INSTRUCTIONS FOR THE TASK
Retype the records below from their first line through the line holding "Could you point to the blue dashboard", including both ends and no pictures.

GIVEN DATA

=== Section Start ===

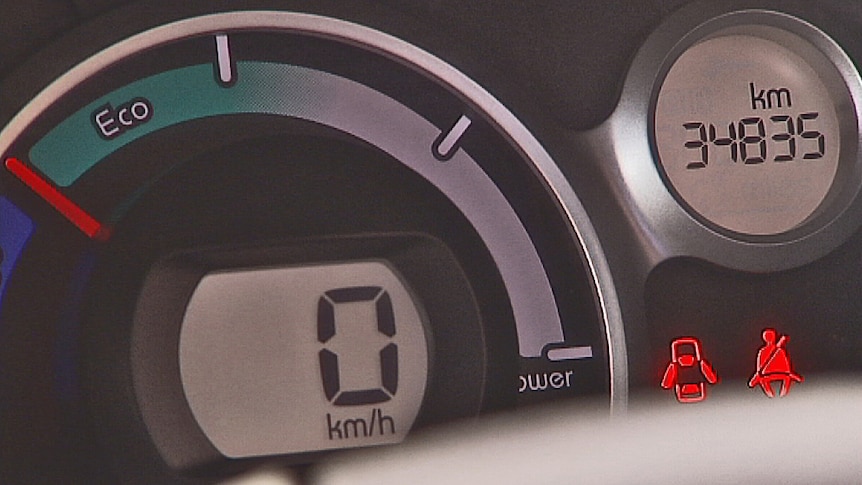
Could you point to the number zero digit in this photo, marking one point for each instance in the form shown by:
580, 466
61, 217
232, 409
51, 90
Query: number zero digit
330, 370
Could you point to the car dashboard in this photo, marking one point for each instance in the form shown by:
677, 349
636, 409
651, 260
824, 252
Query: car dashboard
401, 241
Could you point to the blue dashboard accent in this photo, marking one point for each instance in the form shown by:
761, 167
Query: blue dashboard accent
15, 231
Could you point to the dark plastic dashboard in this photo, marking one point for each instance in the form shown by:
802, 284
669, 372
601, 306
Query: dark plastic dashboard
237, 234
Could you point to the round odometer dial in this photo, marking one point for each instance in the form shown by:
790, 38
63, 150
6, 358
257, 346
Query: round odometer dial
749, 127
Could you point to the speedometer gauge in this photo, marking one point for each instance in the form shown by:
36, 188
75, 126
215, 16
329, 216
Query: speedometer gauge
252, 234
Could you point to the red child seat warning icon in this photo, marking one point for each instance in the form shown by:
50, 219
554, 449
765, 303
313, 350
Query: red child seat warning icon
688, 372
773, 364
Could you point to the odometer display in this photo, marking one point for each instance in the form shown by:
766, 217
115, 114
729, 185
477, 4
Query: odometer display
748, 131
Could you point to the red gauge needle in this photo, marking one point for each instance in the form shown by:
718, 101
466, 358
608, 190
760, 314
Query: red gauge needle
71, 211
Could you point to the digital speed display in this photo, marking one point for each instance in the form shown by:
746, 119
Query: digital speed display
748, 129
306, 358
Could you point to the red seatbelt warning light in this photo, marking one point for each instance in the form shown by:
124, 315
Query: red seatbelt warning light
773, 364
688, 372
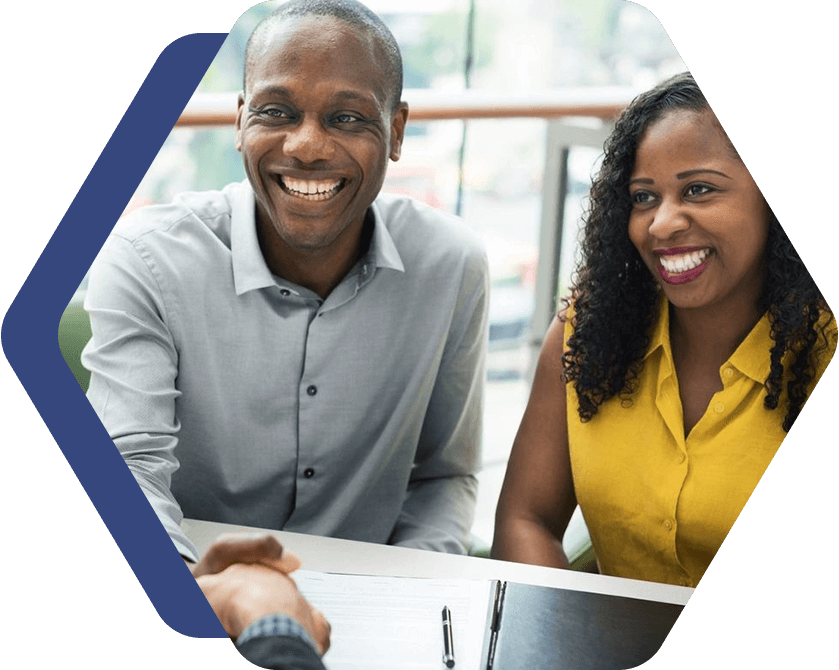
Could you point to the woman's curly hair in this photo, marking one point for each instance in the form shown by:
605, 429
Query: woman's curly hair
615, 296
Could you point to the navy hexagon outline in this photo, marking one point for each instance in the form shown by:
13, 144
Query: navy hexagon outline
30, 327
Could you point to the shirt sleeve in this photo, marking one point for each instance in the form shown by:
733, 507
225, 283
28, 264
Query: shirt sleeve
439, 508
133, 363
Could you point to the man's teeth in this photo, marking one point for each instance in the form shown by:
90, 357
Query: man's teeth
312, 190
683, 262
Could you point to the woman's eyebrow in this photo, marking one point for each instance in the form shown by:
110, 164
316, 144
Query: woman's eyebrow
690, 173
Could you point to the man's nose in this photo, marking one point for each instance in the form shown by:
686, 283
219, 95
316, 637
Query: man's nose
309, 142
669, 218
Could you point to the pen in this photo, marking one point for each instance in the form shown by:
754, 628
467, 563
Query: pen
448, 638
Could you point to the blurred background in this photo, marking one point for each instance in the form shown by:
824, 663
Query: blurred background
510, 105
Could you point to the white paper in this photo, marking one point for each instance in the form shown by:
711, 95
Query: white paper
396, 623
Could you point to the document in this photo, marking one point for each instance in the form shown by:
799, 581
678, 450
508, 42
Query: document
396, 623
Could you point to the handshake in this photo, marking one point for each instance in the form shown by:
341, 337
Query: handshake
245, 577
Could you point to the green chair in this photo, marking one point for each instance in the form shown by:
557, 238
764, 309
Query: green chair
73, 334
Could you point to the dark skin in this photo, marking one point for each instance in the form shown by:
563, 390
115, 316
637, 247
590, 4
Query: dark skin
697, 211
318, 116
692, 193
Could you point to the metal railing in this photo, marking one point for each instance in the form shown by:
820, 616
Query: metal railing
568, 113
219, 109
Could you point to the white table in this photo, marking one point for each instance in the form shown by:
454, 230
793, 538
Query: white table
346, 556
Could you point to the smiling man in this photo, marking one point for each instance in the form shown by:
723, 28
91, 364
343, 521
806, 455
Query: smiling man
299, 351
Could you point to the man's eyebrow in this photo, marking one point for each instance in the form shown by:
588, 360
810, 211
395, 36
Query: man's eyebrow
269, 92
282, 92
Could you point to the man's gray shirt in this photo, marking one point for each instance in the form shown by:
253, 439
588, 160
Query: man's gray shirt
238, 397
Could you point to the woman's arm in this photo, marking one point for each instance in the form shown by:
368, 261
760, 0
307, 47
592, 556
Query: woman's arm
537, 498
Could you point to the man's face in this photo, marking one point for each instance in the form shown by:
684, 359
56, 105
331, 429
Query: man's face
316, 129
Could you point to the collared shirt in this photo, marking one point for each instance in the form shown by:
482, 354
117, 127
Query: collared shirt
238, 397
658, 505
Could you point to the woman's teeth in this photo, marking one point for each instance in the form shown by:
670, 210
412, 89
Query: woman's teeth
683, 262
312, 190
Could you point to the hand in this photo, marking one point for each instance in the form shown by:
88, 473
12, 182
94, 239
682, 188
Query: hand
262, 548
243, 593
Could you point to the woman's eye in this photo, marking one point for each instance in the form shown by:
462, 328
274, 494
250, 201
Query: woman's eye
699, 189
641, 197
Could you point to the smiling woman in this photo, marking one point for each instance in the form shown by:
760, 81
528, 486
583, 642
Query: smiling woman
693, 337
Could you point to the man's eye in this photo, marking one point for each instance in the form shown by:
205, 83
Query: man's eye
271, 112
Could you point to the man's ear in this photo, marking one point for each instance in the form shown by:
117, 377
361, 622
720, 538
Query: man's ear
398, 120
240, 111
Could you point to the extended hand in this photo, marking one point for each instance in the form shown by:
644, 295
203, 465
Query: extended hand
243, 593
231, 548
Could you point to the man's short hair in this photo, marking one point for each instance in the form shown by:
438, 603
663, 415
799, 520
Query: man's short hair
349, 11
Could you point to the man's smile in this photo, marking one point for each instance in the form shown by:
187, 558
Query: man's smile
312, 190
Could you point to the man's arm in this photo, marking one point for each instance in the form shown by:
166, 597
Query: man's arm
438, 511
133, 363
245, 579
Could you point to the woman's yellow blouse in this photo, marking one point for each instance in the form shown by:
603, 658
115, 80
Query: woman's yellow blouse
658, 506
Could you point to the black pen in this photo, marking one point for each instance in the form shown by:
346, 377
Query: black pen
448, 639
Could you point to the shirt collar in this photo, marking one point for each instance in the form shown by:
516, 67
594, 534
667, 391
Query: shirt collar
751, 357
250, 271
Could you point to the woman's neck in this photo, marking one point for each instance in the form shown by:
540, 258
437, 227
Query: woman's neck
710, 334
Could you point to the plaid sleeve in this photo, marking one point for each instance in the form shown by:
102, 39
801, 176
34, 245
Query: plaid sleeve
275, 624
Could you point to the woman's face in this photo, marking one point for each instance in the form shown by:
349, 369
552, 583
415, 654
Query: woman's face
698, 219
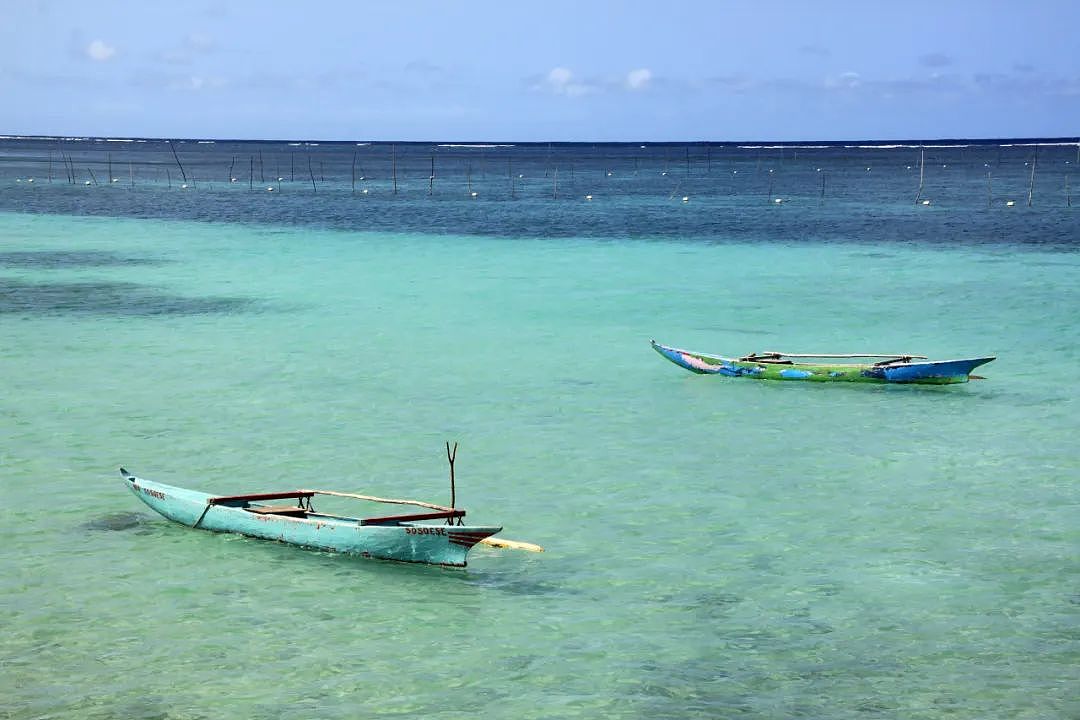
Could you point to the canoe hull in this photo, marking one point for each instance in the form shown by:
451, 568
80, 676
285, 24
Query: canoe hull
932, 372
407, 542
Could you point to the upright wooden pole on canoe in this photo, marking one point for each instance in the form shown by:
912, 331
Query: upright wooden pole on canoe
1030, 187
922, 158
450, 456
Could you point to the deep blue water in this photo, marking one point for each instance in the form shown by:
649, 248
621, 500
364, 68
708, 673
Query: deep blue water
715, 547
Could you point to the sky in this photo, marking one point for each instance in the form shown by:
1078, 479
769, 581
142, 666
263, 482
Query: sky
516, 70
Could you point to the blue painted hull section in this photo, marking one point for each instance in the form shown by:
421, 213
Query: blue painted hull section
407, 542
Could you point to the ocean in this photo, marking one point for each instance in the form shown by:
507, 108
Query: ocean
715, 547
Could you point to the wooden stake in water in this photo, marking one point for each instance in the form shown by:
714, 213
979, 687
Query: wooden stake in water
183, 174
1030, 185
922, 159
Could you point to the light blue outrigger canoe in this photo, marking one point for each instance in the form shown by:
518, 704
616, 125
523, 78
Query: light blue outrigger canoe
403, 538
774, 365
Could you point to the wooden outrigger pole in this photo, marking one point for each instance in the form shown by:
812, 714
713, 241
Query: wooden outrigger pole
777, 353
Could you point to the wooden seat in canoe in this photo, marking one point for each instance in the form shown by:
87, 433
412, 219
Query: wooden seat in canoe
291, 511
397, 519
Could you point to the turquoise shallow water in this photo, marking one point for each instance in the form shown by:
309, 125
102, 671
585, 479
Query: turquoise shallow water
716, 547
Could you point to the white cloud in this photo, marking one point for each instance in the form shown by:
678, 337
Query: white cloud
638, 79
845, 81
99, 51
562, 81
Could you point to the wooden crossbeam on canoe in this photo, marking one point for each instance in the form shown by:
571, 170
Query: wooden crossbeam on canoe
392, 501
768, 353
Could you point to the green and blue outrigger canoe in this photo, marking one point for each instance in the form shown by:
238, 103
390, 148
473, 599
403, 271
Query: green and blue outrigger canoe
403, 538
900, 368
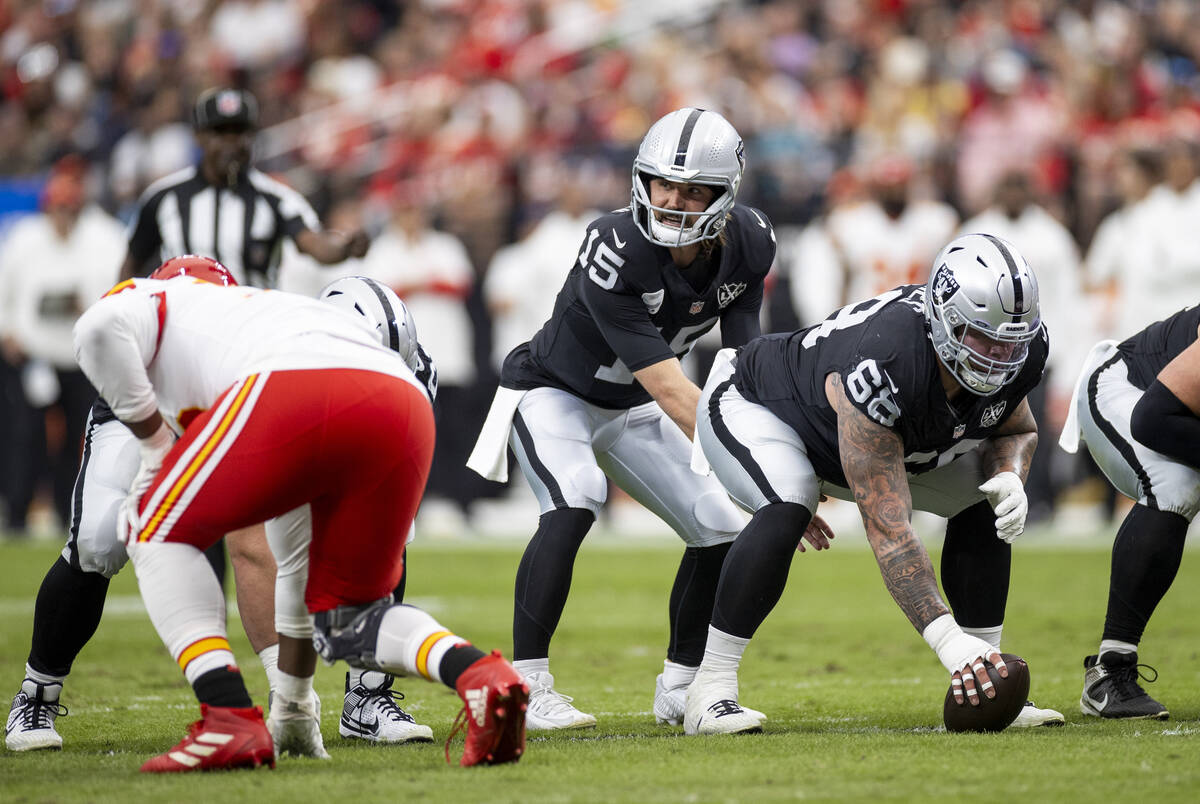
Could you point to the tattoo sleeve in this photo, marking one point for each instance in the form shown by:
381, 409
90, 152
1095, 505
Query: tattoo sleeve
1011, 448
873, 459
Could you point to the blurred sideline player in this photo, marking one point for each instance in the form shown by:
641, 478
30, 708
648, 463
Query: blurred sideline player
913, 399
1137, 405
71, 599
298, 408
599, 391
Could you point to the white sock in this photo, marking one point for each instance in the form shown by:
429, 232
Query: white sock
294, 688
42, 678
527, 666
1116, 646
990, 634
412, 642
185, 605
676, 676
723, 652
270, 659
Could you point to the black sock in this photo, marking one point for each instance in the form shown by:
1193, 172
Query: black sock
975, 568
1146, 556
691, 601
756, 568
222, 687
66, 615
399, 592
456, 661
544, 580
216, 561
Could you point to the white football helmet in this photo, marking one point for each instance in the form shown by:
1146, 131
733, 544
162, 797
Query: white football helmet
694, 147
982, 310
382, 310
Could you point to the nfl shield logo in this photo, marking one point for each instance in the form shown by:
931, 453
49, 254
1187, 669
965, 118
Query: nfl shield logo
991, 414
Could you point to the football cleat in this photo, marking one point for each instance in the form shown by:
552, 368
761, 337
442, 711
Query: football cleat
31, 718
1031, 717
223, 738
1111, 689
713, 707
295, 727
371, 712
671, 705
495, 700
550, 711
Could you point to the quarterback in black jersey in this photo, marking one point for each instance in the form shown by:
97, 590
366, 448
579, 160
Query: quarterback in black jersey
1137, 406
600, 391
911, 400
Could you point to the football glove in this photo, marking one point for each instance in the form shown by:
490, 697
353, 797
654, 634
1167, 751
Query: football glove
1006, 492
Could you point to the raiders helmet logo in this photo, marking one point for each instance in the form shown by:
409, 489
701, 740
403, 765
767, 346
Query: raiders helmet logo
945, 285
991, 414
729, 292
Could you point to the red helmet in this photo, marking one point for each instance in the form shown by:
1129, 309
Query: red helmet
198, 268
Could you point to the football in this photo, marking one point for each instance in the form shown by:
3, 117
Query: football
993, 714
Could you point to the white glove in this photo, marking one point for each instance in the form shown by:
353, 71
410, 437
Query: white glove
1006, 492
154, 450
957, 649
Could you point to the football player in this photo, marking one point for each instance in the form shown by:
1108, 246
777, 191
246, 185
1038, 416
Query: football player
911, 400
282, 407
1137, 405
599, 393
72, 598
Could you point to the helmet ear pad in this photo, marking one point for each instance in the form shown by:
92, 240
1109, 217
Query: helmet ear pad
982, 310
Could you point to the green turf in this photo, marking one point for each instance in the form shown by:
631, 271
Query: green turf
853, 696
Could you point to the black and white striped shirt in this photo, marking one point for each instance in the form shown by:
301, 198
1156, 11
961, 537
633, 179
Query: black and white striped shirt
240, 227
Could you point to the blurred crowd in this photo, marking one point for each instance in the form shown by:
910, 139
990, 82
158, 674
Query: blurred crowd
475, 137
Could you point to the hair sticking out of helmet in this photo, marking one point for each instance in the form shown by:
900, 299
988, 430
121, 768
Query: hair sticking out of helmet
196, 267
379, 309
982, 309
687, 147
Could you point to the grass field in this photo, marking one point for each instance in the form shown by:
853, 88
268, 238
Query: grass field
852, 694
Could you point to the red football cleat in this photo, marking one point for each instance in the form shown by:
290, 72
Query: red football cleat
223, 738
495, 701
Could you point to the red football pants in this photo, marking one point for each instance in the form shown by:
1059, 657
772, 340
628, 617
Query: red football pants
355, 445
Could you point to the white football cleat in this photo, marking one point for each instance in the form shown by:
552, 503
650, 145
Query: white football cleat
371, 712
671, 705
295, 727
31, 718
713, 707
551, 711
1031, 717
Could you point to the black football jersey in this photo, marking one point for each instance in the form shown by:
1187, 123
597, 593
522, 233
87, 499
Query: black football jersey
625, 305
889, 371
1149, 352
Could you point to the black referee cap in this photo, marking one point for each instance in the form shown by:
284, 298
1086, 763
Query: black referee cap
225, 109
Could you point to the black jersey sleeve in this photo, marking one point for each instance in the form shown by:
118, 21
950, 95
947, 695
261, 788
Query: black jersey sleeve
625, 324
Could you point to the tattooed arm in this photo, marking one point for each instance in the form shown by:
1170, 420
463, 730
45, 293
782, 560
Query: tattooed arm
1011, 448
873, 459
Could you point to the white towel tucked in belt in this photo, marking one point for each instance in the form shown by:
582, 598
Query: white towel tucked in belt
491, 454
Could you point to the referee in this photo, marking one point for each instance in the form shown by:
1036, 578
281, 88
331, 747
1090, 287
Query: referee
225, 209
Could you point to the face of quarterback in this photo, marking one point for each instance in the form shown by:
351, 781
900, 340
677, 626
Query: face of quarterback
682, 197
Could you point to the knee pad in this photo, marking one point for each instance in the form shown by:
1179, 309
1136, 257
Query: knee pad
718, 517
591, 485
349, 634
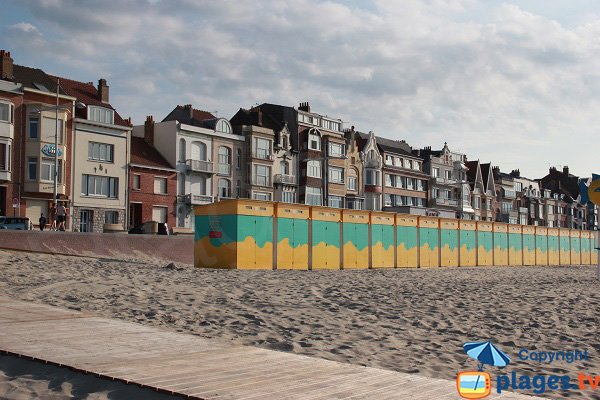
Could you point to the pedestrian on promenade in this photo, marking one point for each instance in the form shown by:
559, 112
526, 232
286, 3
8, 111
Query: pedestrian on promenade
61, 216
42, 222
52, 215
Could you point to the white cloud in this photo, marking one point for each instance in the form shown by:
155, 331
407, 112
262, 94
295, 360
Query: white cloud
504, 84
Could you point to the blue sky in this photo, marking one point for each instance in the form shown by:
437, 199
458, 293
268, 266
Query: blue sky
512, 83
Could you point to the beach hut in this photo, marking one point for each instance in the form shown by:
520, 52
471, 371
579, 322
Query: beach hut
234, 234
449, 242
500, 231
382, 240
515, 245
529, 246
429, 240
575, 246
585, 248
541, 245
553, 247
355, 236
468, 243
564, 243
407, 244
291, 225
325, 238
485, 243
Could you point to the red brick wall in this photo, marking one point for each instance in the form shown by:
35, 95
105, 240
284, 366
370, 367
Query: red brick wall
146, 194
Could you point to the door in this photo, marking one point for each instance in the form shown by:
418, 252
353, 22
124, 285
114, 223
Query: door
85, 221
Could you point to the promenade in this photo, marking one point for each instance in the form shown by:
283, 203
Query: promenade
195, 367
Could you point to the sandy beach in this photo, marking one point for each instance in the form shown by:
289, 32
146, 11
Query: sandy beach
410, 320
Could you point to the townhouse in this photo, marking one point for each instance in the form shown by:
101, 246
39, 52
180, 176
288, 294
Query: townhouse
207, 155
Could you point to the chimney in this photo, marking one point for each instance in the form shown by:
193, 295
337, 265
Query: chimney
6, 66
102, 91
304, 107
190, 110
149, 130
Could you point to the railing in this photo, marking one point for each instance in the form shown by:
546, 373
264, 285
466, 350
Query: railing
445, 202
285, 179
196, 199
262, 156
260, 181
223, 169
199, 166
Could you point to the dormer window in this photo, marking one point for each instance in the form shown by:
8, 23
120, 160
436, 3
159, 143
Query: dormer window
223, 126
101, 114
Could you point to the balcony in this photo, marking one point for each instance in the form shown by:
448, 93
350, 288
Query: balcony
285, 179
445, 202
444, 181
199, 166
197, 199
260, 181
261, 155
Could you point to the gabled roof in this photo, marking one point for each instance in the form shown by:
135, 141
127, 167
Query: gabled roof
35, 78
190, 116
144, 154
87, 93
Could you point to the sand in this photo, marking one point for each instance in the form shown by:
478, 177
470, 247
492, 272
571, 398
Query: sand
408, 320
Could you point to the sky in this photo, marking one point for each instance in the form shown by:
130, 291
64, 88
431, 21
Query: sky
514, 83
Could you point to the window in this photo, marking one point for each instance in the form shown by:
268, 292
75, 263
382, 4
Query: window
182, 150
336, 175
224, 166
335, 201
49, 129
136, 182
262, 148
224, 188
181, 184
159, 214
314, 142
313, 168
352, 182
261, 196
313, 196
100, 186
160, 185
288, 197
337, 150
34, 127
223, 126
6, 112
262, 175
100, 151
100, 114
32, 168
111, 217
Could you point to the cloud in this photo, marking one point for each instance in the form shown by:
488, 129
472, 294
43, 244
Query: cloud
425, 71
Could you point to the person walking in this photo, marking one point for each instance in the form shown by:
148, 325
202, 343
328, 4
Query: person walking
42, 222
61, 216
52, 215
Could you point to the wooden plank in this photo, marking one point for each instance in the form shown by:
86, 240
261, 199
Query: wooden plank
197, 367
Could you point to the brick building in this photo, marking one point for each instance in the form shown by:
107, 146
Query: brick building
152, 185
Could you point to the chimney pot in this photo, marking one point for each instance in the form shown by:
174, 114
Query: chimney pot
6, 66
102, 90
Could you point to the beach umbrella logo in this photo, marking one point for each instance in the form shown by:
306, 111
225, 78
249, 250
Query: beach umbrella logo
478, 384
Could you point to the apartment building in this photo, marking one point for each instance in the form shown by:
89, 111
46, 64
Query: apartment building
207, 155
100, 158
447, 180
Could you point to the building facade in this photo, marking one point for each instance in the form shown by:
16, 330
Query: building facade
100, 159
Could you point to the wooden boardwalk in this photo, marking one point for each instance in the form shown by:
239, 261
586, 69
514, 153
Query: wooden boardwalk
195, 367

=== Section End ===

WRITTEN RESPONSE
Could you point to the number zero digit in this photo, marking one point for each instance in the form shown by:
580, 466
61, 217
232, 409
51, 90
Query: number zero digit
330, 370
Could you point to the car dashboard in this photo, marking one point for each instance in the form shown by:
677, 349
636, 409
651, 260
824, 252
Query: car dashboard
401, 241
Could you point to the blue dashboard accent in this photo, marking one point for each instance in the form shown by:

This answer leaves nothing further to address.